*Records provided:*
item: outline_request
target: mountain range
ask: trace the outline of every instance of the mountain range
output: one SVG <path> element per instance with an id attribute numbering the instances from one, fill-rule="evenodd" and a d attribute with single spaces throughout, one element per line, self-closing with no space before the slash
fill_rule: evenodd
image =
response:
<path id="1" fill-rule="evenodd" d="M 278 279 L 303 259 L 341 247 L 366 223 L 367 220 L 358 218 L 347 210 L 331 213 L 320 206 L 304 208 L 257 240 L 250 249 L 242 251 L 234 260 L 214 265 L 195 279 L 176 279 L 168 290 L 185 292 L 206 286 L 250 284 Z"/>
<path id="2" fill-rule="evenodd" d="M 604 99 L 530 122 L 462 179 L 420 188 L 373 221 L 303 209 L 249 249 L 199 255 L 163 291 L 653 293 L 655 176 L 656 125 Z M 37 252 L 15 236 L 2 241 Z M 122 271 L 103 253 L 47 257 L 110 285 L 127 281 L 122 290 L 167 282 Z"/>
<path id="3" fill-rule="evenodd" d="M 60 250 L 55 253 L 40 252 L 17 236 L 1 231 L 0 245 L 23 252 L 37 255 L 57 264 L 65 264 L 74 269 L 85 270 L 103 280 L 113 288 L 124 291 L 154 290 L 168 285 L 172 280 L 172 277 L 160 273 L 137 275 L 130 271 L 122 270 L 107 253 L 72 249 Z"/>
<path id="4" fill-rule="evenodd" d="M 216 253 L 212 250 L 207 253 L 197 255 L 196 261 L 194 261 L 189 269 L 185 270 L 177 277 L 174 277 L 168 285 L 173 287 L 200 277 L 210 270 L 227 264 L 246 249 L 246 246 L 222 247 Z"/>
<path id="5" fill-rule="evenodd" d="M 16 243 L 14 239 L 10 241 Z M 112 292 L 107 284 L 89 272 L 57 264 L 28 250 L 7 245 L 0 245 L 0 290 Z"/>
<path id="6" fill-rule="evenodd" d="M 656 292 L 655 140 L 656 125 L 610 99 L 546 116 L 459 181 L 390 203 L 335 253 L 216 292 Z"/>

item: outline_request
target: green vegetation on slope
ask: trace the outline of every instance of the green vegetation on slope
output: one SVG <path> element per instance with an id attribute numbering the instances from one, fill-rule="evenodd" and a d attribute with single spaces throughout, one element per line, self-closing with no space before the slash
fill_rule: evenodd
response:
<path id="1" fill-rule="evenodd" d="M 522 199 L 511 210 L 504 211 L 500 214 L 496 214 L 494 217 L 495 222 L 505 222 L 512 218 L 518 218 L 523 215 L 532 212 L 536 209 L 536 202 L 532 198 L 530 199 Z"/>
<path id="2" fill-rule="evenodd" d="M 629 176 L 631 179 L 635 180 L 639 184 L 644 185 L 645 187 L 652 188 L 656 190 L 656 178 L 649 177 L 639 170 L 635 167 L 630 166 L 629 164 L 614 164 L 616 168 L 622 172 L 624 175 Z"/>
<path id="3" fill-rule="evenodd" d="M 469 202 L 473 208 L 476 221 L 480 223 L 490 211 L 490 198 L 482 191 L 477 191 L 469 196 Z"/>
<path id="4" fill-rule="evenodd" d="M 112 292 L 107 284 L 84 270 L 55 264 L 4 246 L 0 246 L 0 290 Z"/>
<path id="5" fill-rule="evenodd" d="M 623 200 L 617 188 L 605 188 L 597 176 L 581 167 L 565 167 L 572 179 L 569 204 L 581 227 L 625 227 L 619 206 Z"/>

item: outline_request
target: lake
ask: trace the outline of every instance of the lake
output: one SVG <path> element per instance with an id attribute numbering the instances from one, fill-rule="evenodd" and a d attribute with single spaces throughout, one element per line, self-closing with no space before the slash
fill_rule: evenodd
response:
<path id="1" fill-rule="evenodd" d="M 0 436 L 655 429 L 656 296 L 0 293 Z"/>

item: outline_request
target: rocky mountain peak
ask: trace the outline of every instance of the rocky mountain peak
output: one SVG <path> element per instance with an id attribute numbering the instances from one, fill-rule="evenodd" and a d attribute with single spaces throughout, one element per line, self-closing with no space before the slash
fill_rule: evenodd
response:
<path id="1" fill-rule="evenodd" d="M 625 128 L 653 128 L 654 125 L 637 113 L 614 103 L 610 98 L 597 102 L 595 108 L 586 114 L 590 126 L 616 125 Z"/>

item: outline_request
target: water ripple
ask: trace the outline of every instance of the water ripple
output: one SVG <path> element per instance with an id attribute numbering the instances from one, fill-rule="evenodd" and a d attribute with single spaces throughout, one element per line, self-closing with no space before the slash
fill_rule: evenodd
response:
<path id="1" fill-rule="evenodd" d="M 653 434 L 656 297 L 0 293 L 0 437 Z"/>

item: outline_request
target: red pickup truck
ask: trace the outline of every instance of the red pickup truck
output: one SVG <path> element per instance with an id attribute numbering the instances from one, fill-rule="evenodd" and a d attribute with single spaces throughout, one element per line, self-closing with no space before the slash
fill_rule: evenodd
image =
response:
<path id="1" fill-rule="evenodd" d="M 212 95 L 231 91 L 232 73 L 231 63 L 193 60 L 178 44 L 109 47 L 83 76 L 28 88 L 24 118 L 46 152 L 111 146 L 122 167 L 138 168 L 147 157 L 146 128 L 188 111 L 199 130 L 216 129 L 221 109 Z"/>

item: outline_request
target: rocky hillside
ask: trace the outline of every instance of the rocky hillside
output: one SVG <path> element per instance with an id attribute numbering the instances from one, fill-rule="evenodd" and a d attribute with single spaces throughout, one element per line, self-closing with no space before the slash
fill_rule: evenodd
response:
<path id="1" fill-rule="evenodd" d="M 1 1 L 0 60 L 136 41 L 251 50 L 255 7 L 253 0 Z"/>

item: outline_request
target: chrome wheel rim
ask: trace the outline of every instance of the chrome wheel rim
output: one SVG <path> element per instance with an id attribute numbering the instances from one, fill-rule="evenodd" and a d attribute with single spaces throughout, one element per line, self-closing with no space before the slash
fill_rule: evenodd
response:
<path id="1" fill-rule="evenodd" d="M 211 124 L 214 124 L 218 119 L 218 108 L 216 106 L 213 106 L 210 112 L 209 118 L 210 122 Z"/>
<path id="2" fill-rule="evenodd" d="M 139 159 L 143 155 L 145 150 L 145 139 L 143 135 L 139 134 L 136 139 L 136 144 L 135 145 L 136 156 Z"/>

*What the task requires:* Copy all of the records above line for line, without changing anything.

*Solution below:*
item: outline_request
target: mountain range
ask: trace the outline of every instance of the mountain range
output: one SVG <path> element per instance with an id attribute numbering the instances from one, fill-rule="evenodd" and a d attribute with single spaces throughout, one element per line, self-closing with no space before the slash
fill_rule: evenodd
image =
response:
<path id="1" fill-rule="evenodd" d="M 278 279 L 303 259 L 341 247 L 366 223 L 367 220 L 358 218 L 347 210 L 331 213 L 320 206 L 304 208 L 257 240 L 250 249 L 242 251 L 234 260 L 214 265 L 195 279 L 176 279 L 168 290 L 185 292 L 206 286 L 250 284 Z"/>
<path id="2" fill-rule="evenodd" d="M 604 99 L 530 122 L 462 179 L 420 188 L 373 221 L 303 209 L 249 249 L 199 255 L 163 291 L 653 293 L 655 176 L 656 125 Z M 37 252 L 15 236 L 2 241 Z M 122 271 L 103 253 L 47 257 L 110 285 L 127 281 L 122 290 L 167 282 Z"/>
<path id="3" fill-rule="evenodd" d="M 60 250 L 55 253 L 40 252 L 17 236 L 1 231 L 0 245 L 23 252 L 37 255 L 57 264 L 65 264 L 74 269 L 85 270 L 103 280 L 113 288 L 124 291 L 154 290 L 168 285 L 172 280 L 172 277 L 160 273 L 137 275 L 130 271 L 122 270 L 107 253 L 72 249 Z"/>
<path id="4" fill-rule="evenodd" d="M 216 253 L 212 250 L 207 253 L 197 255 L 196 261 L 194 261 L 189 269 L 185 270 L 177 277 L 174 277 L 168 285 L 173 287 L 200 277 L 210 270 L 227 264 L 246 249 L 246 246 L 222 247 Z"/>
<path id="5" fill-rule="evenodd" d="M 16 243 L 14 239 L 10 241 Z M 112 292 L 107 284 L 89 272 L 57 264 L 28 250 L 7 245 L 0 245 L 0 290 Z"/>
<path id="6" fill-rule="evenodd" d="M 656 292 L 655 140 L 656 125 L 610 99 L 546 116 L 459 181 L 390 203 L 335 253 L 216 292 Z"/>

item: outline_request
target: green vegetation on slope
ask: trace the outline of every instance of the green vegetation on slope
output: one SVG <path> element per instance with an id attribute numbering the instances from one, fill-rule="evenodd" and a d attribute with single spaces throughout, one element per line, self-closing with no space before the slash
fill_rule: evenodd
response:
<path id="1" fill-rule="evenodd" d="M 522 199 L 511 210 L 504 211 L 500 214 L 496 214 L 494 217 L 495 222 L 505 222 L 512 218 L 518 218 L 523 215 L 532 212 L 536 209 L 536 202 L 532 198 L 530 199 Z"/>
<path id="2" fill-rule="evenodd" d="M 629 176 L 631 179 L 635 180 L 639 184 L 644 185 L 645 187 L 652 188 L 656 190 L 656 178 L 649 177 L 639 170 L 635 167 L 630 166 L 629 164 L 614 164 L 616 168 L 622 172 L 624 175 Z"/>
<path id="3" fill-rule="evenodd" d="M 469 202 L 473 208 L 476 221 L 480 223 L 490 211 L 490 198 L 482 191 L 477 191 L 469 196 Z"/>
<path id="4" fill-rule="evenodd" d="M 112 292 L 107 284 L 84 270 L 55 264 L 4 246 L 0 246 L 0 290 Z"/>
<path id="5" fill-rule="evenodd" d="M 623 200 L 617 188 L 605 188 L 597 176 L 581 167 L 565 167 L 572 179 L 569 204 L 581 227 L 625 227 L 619 206 Z"/>

item: outline_request
target: lake
ask: trace the outline of every instance of the lake
output: one SVG <path> element per instance with an id attribute numbering the instances from one, fill-rule="evenodd" and a d attribute with single spaces throughout, one element per line, self-closing with no space before the slash
fill_rule: evenodd
response:
<path id="1" fill-rule="evenodd" d="M 0 436 L 655 429 L 656 296 L 0 293 Z"/>

item: outline_request
target: rocky mountain peak
ask: trace the outline of every instance of the rocky mountain peak
output: one SVG <path> element per instance with an id attribute numbering the instances from one, fill-rule="evenodd" and a d attribute with single spaces throughout, one element per line, self-closing with no space before the slash
fill_rule: evenodd
response:
<path id="1" fill-rule="evenodd" d="M 625 128 L 653 128 L 654 125 L 637 113 L 614 103 L 610 98 L 597 102 L 595 108 L 586 114 L 590 126 L 616 125 Z"/>

item: outline_request
target: water ripple
ask: trace the outline of every instance of the water ripple
output: one SVG <path> element per instance with an id attribute numbering the instances from one, fill-rule="evenodd" and a d attribute with single spaces throughout, one element per line, self-closing with no space before the slash
fill_rule: evenodd
response:
<path id="1" fill-rule="evenodd" d="M 653 434 L 656 297 L 0 293 L 0 437 Z"/>

item: outline_request
target: red pickup truck
ask: trace the outline of every instance of the red pickup truck
output: one SVG <path> element per instance with an id attribute numbering the instances from one, fill-rule="evenodd" and a d attribute with single spaces throughout, one element per line, self-closing with no space before the slash
fill_rule: evenodd
image =
response:
<path id="1" fill-rule="evenodd" d="M 212 95 L 231 91 L 232 73 L 231 63 L 193 60 L 178 44 L 109 47 L 83 76 L 28 88 L 24 118 L 46 152 L 111 146 L 122 167 L 138 168 L 147 157 L 146 128 L 188 111 L 199 130 L 216 129 L 221 109 Z"/>

item: outline_request
target: rocky hillside
ask: trace the outline of every instance of the rocky hillside
output: one SVG <path> element per instance with an id attribute numbering the instances from one, fill-rule="evenodd" and a d attribute with single spaces throughout, one element per line, self-closing with no space before the slash
fill_rule: evenodd
response:
<path id="1" fill-rule="evenodd" d="M 1 1 L 0 60 L 136 41 L 251 50 L 255 7 L 253 0 Z"/>

item: outline_request
target: chrome wheel rim
ask: trace the outline of every instance of the chrome wheel rim
output: one SVG <path> element per instance with an id attribute numbering the instances from one, fill-rule="evenodd" and a d attribute with single spaces throughout, one element per line, self-closing with no space before the slash
fill_rule: evenodd
response:
<path id="1" fill-rule="evenodd" d="M 211 124 L 214 124 L 218 119 L 218 108 L 216 106 L 213 106 L 210 112 L 209 118 L 210 122 Z"/>
<path id="2" fill-rule="evenodd" d="M 139 159 L 143 155 L 145 150 L 145 139 L 143 135 L 139 134 L 136 139 L 136 144 L 135 145 L 136 156 Z"/>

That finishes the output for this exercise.